• [CONSIGNES]:
1. Recopiez le passage de l'article sur le suprémacisme blanc qui commence par « Aux États-Unis, le » et se poursuit jusqu'à « les populations immigrantes. ».
2. Relevez toutes les lignes qui contiennent la chaîne « window ». Respectez la casse.

• [EXTRAIT DU TEXTE]:
Aux États-Unis, le suprémacisme blanc nourrit la violence

Un rassemblement de suprémacistes blancs a viré au drame à Charlottesville, en Virginie, le 12 aoùt 2017.
Photo : Getty Images / Chip Somodevilla
En 2017 et 2018, selon le centre d'analyse New America, les violences d'extrême droite ont fait plus de victimes aux États-Unis que les attaques djihadistes. La fusillade survenue au Texas confirme les craintes d’un « terrorisme blanc », galvanisé par l'idée d'un « grand remplacement » orchestré par les populations immigrantes.
« Les vies perdues à Charleston, San Diego, Pittsburgh et, vraisemblablement désormais aussi à El Paso, sont les conséquences d'un terrorisme nationaliste blanc », a estimé Pete Buttigieg, candidat à la primaire démocrate, en référence à des attaques menées dans une église noire et deux synagogues et à celle de samedi dans un centre commercial du Texas.
Samedi, un homme blanc de 21 ans a tué 20 personnes, dont 6 Mexicains, à El Paso, au Texas. Cette ville, située tout près de la frontière mexicaine, compte plus de 80 % d’Hispaniques ou de Latino-Américains d’après le Bureau du recensement des États-Unis.

• [LIGNES À TRAITER]:

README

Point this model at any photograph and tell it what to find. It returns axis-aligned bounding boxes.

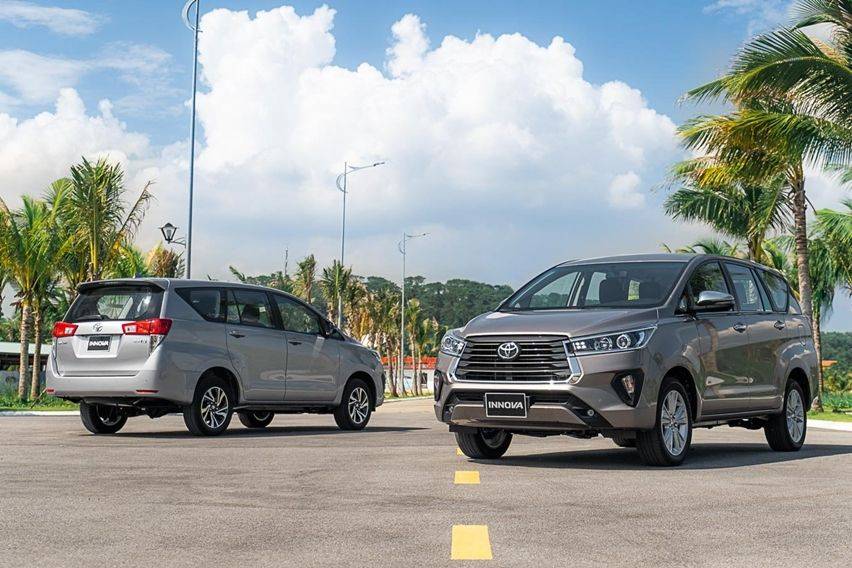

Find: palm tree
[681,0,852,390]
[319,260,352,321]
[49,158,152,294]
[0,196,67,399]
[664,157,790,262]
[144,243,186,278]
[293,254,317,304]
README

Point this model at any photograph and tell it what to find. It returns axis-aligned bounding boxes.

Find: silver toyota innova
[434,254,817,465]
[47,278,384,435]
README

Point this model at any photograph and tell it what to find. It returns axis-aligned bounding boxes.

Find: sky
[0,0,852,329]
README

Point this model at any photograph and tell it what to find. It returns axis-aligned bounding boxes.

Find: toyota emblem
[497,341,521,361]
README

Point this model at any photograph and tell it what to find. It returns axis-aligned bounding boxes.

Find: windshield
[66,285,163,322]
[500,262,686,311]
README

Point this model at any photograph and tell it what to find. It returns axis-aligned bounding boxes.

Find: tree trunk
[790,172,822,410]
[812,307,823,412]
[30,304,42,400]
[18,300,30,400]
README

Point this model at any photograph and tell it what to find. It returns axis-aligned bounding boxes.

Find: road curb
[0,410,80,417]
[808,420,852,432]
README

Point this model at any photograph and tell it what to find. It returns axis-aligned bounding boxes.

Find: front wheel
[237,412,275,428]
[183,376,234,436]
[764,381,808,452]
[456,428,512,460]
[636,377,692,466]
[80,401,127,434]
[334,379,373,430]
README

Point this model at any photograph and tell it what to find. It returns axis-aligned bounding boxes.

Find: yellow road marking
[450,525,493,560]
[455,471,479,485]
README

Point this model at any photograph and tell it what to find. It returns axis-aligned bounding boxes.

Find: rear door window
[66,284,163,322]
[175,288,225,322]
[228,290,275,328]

---

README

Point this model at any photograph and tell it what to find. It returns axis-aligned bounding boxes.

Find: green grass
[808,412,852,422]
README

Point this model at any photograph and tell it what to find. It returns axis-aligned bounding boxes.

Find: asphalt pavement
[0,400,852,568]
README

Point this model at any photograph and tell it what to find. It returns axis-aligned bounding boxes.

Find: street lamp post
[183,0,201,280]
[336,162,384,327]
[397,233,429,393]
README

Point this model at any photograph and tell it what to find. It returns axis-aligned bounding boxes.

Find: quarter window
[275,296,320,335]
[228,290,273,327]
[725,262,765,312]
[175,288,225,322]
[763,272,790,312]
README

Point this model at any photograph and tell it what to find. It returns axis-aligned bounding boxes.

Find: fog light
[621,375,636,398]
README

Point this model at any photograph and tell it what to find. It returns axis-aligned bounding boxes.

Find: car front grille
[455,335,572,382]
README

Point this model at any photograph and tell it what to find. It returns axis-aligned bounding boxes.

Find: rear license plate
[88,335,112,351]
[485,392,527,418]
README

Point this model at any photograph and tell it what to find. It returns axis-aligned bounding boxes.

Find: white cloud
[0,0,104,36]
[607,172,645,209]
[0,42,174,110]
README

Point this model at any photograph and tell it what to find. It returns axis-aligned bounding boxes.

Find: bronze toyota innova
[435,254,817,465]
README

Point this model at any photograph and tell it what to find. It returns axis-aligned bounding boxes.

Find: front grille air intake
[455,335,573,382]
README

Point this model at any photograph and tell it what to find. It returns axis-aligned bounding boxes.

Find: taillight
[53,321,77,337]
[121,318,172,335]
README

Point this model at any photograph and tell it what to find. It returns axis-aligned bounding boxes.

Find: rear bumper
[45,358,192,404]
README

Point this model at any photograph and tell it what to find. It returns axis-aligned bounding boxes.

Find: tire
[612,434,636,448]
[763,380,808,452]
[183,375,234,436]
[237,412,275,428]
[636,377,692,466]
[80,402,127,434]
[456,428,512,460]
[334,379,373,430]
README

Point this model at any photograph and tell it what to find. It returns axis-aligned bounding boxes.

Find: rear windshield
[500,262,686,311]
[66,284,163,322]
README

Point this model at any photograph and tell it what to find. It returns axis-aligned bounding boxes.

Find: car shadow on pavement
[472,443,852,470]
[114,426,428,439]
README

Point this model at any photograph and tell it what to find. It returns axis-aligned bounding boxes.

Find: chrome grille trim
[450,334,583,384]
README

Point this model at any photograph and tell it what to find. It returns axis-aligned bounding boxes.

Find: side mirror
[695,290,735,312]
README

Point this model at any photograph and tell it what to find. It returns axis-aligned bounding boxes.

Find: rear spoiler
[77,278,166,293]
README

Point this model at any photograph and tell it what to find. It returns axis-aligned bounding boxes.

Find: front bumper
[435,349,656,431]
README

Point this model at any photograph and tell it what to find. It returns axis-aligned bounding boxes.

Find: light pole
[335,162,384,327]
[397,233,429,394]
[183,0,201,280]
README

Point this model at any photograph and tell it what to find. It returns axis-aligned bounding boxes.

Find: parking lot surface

• [RÉSULTATS]:
1.
Aux États-Unis, le suprémacisme blanc nourrit la violence

Un rassemblement de suprémacistes blancs a viré au drame à Charlottesville, en Virginie, le 12 aoùt 2017.
Photo : Getty Images / Chip Somodevilla
En 2017 et 2018, selon le centre d'analyse New America, les violences d'extrême droite ont fait plus de victimes aux États-Unis que les attaques djihadistes. La fusillade survenue au Texas confirme les craintes d’un « terrorisme blanc », galvanisé par l'idée d'un « grand remplacement » orchestré par les populations immigrantes.

2.
Find: rear door window
Find: quarter window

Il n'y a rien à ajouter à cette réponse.